Stored data entries:
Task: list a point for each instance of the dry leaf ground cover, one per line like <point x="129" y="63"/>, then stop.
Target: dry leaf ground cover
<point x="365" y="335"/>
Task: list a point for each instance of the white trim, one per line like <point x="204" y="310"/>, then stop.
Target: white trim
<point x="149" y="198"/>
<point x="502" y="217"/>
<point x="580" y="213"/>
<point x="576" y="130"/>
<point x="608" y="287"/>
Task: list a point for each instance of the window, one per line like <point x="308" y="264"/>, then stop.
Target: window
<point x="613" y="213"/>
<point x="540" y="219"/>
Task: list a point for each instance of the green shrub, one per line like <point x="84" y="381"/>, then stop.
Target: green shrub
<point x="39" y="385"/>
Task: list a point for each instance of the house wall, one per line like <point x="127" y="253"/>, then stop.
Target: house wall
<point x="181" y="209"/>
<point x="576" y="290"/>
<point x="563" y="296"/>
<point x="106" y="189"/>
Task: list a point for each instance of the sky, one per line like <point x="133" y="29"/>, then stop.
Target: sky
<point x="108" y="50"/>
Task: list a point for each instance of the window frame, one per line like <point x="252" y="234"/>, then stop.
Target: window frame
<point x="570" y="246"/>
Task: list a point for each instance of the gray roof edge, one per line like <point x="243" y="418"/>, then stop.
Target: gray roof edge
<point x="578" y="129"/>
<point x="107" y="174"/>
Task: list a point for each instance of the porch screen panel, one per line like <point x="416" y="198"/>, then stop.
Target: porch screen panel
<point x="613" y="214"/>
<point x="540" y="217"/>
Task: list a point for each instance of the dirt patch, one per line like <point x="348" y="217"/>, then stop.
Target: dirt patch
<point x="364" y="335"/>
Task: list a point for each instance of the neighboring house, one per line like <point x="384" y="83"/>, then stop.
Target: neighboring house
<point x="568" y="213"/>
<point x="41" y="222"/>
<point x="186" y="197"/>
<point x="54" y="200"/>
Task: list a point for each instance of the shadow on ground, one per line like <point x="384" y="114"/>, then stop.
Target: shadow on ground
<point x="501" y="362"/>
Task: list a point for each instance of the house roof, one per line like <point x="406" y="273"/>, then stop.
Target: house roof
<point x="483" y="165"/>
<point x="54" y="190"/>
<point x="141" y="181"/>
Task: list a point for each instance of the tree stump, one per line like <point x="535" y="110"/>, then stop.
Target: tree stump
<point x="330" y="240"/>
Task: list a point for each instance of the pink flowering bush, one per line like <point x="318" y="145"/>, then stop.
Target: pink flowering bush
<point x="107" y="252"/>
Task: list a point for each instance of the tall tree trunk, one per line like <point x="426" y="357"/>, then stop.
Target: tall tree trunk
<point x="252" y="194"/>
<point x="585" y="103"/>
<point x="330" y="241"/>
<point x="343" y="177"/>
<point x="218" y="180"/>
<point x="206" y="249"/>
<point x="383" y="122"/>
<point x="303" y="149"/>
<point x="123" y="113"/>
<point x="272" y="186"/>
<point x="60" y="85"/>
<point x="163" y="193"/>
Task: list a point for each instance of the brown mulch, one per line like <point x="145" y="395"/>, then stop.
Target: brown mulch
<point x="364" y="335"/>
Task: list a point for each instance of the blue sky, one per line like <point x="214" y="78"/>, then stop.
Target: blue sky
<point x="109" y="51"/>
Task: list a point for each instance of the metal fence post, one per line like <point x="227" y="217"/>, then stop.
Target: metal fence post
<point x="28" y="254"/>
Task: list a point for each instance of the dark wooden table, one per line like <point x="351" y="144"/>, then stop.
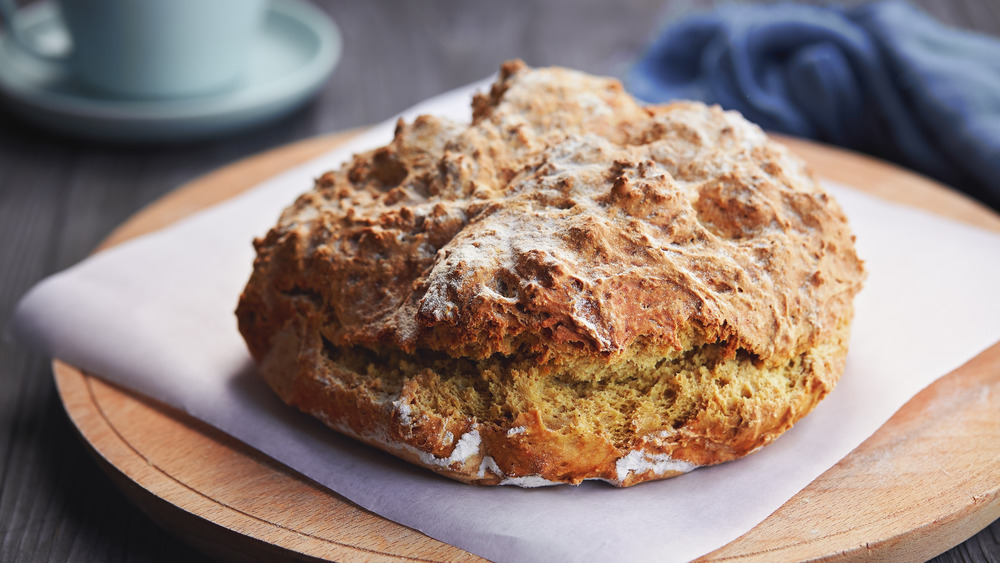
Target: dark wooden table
<point x="59" y="197"/>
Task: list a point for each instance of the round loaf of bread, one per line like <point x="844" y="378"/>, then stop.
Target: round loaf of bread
<point x="572" y="286"/>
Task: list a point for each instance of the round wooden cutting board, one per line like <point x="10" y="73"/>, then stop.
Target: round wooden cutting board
<point x="926" y="481"/>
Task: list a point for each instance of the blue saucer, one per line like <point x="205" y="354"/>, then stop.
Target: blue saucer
<point x="294" y="54"/>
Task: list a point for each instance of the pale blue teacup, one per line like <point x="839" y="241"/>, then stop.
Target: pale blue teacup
<point x="152" y="48"/>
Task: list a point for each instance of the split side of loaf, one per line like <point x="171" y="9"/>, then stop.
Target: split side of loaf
<point x="570" y="287"/>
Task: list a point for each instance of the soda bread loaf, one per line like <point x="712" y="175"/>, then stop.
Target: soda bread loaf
<point x="571" y="287"/>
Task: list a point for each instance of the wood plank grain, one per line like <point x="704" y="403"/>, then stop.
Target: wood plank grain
<point x="920" y="485"/>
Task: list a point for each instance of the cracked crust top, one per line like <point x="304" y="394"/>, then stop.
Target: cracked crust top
<point x="530" y="265"/>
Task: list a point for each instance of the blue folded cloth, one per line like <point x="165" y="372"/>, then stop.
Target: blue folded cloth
<point x="883" y="78"/>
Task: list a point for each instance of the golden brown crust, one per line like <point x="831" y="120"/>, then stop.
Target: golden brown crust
<point x="484" y="289"/>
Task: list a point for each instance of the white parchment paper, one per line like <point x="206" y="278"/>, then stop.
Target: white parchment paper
<point x="156" y="315"/>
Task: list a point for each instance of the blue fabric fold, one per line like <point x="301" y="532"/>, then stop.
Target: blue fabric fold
<point x="883" y="78"/>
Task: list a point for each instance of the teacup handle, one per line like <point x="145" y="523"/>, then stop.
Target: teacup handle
<point x="12" y="20"/>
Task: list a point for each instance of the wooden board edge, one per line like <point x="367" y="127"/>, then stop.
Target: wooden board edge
<point x="311" y="147"/>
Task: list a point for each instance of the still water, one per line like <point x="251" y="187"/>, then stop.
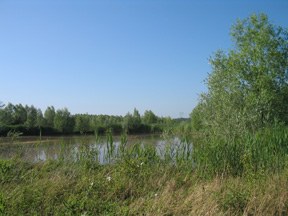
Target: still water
<point x="33" y="150"/>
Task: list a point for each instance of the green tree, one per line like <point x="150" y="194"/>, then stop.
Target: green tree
<point x="149" y="117"/>
<point x="31" y="120"/>
<point x="82" y="123"/>
<point x="19" y="114"/>
<point x="49" y="116"/>
<point x="63" y="121"/>
<point x="248" y="86"/>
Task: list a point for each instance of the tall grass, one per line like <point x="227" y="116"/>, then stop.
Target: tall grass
<point x="142" y="180"/>
<point x="264" y="151"/>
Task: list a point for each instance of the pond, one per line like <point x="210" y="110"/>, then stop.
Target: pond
<point x="32" y="149"/>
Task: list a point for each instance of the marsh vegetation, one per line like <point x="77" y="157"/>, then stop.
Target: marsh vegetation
<point x="231" y="158"/>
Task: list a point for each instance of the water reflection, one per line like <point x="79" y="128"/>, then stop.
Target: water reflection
<point x="71" y="148"/>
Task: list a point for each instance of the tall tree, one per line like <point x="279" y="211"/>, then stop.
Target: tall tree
<point x="49" y="116"/>
<point x="63" y="121"/>
<point x="248" y="86"/>
<point x="31" y="120"/>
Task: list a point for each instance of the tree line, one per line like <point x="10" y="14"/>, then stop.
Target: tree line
<point x="30" y="120"/>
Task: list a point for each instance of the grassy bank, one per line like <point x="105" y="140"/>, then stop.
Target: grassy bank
<point x="138" y="180"/>
<point x="56" y="188"/>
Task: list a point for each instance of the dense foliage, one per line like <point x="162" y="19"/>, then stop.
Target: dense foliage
<point x="241" y="122"/>
<point x="31" y="121"/>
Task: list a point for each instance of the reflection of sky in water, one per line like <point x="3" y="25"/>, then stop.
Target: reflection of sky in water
<point x="75" y="148"/>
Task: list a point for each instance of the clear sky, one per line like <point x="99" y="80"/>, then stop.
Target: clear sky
<point x="107" y="57"/>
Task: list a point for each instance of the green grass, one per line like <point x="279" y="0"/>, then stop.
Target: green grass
<point x="245" y="177"/>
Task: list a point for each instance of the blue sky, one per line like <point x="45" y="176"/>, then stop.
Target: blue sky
<point x="107" y="57"/>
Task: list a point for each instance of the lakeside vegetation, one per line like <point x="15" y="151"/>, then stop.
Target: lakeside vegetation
<point x="28" y="120"/>
<point x="232" y="159"/>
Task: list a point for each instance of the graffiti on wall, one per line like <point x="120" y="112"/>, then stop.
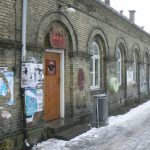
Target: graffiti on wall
<point x="6" y="90"/>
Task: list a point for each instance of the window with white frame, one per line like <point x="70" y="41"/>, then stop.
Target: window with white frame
<point x="134" y="68"/>
<point x="119" y="65"/>
<point x="94" y="66"/>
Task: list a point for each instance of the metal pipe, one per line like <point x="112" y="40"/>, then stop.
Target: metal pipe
<point x="24" y="24"/>
<point x="23" y="59"/>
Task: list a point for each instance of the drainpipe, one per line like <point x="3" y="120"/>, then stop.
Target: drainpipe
<point x="24" y="24"/>
<point x="23" y="59"/>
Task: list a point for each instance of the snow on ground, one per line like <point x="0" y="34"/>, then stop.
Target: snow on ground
<point x="130" y="131"/>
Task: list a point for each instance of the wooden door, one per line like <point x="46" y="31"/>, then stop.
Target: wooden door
<point x="52" y="86"/>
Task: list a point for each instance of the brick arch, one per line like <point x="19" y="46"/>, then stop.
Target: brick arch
<point x="44" y="27"/>
<point x="99" y="36"/>
<point x="121" y="43"/>
<point x="98" y="33"/>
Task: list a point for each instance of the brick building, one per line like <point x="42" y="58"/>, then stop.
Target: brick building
<point x="67" y="59"/>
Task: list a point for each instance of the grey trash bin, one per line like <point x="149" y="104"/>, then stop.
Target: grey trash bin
<point x="100" y="110"/>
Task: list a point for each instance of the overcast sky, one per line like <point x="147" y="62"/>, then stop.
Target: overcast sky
<point x="142" y="8"/>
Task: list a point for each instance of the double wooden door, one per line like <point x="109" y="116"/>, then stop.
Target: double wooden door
<point x="52" y="86"/>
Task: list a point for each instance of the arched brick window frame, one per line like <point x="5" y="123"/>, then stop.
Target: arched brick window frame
<point x="97" y="36"/>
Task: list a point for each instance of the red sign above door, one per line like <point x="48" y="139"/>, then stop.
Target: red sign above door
<point x="57" y="37"/>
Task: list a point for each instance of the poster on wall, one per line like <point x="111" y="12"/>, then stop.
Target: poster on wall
<point x="3" y="82"/>
<point x="3" y="69"/>
<point x="39" y="100"/>
<point x="10" y="80"/>
<point x="31" y="75"/>
<point x="28" y="75"/>
<point x="33" y="102"/>
<point x="30" y="102"/>
<point x="39" y="74"/>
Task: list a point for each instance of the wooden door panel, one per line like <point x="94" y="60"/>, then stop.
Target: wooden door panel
<point x="52" y="86"/>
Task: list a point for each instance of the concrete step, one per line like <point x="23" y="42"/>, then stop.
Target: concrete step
<point x="61" y="124"/>
<point x="72" y="132"/>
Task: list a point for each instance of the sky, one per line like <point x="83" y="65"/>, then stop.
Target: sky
<point x="142" y="15"/>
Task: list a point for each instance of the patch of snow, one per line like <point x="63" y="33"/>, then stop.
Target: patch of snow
<point x="124" y="132"/>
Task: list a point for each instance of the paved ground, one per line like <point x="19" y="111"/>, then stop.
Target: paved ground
<point x="127" y="132"/>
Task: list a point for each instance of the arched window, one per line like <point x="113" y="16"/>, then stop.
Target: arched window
<point x="134" y="68"/>
<point x="119" y="65"/>
<point x="146" y="67"/>
<point x="94" y="66"/>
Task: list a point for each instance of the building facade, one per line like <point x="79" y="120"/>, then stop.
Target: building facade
<point x="69" y="58"/>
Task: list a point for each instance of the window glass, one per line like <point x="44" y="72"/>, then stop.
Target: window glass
<point x="118" y="57"/>
<point x="94" y="66"/>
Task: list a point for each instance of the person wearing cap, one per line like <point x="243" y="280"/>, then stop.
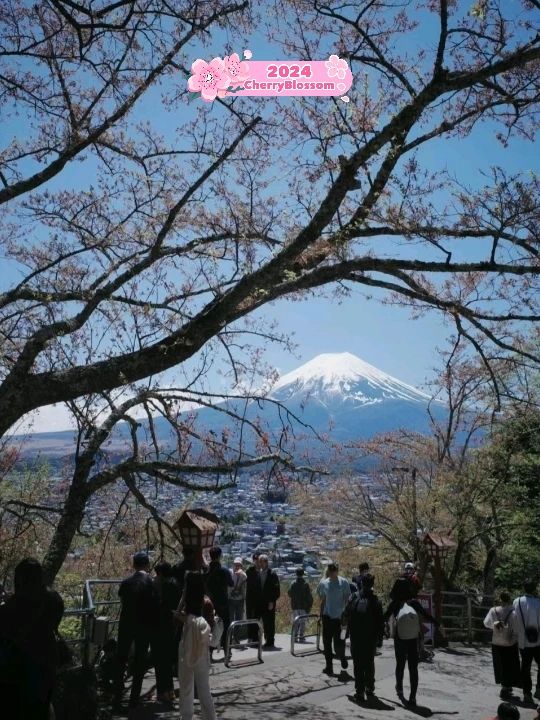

- [DIRECTION]:
Which lines above contain the string "bush" with matching case? Report each of them in full.

- [EXERCISE SOLUTION]:
Task: list a point for each instance of the pink flowering bush, one per line like <point x="318" y="145"/>, then stop.
Target: pink flowering bush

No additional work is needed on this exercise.